● YOUR GOAL:
Nothing after the line containing "Target: potted plant" belongs in the answer; write out exactly every line from the start of the material up to it, including it.

● INPUT MATERIAL:
* * * * *

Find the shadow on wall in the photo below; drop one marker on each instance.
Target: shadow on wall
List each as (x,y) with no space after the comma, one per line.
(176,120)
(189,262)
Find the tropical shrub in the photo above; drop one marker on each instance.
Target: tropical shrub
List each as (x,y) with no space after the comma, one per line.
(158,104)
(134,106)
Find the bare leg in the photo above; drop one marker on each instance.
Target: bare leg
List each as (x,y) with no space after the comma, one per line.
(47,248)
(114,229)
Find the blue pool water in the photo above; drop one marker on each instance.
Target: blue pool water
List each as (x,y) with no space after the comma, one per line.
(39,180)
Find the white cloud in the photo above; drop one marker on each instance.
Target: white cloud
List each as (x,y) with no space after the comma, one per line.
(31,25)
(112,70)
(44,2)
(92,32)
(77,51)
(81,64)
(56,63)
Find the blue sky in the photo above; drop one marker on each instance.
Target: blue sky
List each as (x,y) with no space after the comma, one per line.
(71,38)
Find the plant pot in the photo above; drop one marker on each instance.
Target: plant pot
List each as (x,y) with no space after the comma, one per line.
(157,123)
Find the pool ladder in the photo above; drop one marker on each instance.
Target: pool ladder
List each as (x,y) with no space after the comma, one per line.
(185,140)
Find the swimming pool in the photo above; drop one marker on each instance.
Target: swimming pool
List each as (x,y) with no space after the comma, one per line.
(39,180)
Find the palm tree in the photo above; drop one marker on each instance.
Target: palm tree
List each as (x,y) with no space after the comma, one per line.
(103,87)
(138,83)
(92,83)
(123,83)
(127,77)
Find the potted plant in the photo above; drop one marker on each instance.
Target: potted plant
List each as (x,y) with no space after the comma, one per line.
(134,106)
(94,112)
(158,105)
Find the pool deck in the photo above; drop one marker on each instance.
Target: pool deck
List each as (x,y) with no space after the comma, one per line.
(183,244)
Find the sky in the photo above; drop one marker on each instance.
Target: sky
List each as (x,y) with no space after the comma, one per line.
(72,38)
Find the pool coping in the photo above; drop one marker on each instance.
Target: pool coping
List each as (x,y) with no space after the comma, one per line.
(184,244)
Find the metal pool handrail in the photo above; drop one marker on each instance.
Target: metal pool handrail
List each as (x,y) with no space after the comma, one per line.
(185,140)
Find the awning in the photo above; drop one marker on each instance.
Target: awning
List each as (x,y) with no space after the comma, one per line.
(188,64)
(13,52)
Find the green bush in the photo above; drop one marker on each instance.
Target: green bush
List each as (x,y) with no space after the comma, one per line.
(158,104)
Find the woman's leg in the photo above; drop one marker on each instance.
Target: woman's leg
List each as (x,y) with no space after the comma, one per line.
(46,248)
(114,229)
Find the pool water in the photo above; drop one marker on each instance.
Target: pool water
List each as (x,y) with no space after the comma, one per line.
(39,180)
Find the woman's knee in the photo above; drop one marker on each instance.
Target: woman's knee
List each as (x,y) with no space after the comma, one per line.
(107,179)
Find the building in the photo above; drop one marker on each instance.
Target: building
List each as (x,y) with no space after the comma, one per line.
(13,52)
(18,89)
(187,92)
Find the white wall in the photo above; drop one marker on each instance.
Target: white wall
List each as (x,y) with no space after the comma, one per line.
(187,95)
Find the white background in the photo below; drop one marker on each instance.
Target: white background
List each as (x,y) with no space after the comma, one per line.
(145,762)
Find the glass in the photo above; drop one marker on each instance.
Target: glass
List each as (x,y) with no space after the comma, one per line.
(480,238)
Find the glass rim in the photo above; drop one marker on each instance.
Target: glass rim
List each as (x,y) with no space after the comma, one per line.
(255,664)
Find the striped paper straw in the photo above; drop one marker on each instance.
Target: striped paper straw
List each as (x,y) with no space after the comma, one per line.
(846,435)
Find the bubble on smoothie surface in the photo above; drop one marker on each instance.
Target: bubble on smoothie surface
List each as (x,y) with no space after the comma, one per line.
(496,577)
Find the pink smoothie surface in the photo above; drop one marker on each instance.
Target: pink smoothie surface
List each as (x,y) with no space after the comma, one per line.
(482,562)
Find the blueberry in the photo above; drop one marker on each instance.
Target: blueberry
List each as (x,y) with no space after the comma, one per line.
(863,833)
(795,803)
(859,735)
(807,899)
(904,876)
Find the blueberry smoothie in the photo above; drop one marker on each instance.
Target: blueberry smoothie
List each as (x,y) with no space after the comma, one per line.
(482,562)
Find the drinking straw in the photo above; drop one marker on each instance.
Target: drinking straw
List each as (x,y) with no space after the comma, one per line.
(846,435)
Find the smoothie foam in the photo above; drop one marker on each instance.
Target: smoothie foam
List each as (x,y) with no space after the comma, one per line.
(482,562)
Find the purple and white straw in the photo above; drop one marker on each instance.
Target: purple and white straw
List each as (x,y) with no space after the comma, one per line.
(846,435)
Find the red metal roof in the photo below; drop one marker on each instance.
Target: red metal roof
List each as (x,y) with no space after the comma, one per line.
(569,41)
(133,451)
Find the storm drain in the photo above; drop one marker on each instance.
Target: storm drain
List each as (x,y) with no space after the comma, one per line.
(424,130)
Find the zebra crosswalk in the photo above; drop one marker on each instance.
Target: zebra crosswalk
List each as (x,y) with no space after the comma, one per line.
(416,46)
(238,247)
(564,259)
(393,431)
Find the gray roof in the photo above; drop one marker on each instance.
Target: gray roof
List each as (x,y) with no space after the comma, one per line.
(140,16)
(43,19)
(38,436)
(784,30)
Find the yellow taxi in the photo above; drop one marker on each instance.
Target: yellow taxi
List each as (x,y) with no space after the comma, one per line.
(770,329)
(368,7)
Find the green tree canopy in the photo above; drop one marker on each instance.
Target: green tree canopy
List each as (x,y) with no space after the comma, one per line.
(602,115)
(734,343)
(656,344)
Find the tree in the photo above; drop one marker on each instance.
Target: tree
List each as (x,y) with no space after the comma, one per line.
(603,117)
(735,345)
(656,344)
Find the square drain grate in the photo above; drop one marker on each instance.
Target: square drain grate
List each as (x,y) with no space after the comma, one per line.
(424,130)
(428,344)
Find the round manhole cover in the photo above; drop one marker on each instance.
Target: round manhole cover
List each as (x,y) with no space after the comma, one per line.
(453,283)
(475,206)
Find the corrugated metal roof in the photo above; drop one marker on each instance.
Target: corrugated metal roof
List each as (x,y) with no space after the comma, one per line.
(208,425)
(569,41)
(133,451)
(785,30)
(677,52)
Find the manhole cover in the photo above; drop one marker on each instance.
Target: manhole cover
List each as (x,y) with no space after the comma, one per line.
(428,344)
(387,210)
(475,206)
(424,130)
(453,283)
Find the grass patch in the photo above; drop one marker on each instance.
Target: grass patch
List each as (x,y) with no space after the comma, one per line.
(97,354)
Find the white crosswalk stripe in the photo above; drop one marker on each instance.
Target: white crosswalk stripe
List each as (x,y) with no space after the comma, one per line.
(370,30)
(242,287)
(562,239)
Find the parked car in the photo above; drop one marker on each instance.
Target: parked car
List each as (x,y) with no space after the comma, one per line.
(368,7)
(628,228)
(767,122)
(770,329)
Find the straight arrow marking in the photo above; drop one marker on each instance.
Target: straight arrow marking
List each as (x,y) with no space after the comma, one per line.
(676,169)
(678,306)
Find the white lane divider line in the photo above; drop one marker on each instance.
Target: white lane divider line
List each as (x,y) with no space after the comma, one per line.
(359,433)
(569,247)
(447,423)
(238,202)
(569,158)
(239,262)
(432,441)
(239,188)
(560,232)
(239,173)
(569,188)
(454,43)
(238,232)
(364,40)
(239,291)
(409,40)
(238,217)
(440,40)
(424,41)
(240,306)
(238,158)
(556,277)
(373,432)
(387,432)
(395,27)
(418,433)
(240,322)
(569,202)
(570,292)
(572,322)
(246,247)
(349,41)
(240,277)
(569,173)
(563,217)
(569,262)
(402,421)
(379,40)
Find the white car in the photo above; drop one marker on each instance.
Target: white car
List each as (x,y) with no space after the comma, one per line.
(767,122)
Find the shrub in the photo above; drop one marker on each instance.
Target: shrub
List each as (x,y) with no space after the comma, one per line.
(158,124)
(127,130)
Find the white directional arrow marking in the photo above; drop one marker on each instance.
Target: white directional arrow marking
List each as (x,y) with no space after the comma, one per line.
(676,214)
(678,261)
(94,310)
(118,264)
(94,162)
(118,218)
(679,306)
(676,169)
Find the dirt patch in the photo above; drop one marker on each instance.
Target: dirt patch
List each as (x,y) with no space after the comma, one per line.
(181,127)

* * * * *

● RESULT:
Find the shadow on wall in the photo below; drop one marker on each instance.
Target: shadow on wall
List each as (x,y) with no space after the comma, one per line.
(176,120)
(189,262)
Find the tropical shrub in the photo above; drop one marker on each instance.
Target: tropical shrub
List each as (x,y) with no space after the comma, one per line.
(158,104)
(134,106)
Find the bare leg in the photo above; drop one marker on each instance.
Target: bare leg
List each as (x,y) with no space after the comma, one per line.
(47,248)
(114,229)
Find the blue pool water in the photo above; drop one marker on each instance.
Target: blue pool water
List each as (x,y) with no space after the comma, one per line.
(39,180)
Find the white cloud in the photo above; drop one marker on each instance.
Target: white cloud
List each as (x,y) with no space after the comma, one per line.
(31,25)
(112,70)
(44,2)
(92,32)
(77,51)
(81,64)
(56,63)
Find the blue sky in the photo above; drop one marker on each instance.
Target: blue sky
List each as (x,y) with no space after the comma, one per line.
(71,38)
Find the plant pot in the photo above; drop one marker on each instance.
Target: plant pot
List each as (x,y) with no space after the comma, one per line.
(157,123)
Find the pool ladder in the photo above; drop one marker on each instance.
Target: pool ladder
List each as (x,y) with no space after the comma, one per line.
(185,140)
Find the swimming pool in the photo above; drop one marker on each instance.
Target: swimming pool
List each as (x,y) with no space after the comma, one per line.
(39,180)
Find the palm tree in the photo above; drop one marker on each instance.
Target: palm tree
List each as (x,y) with no space after the comma, one per line.
(103,87)
(138,83)
(92,83)
(123,83)
(127,77)
Find the potted plant in the photo above; drop one marker on each instance.
Target: potted plant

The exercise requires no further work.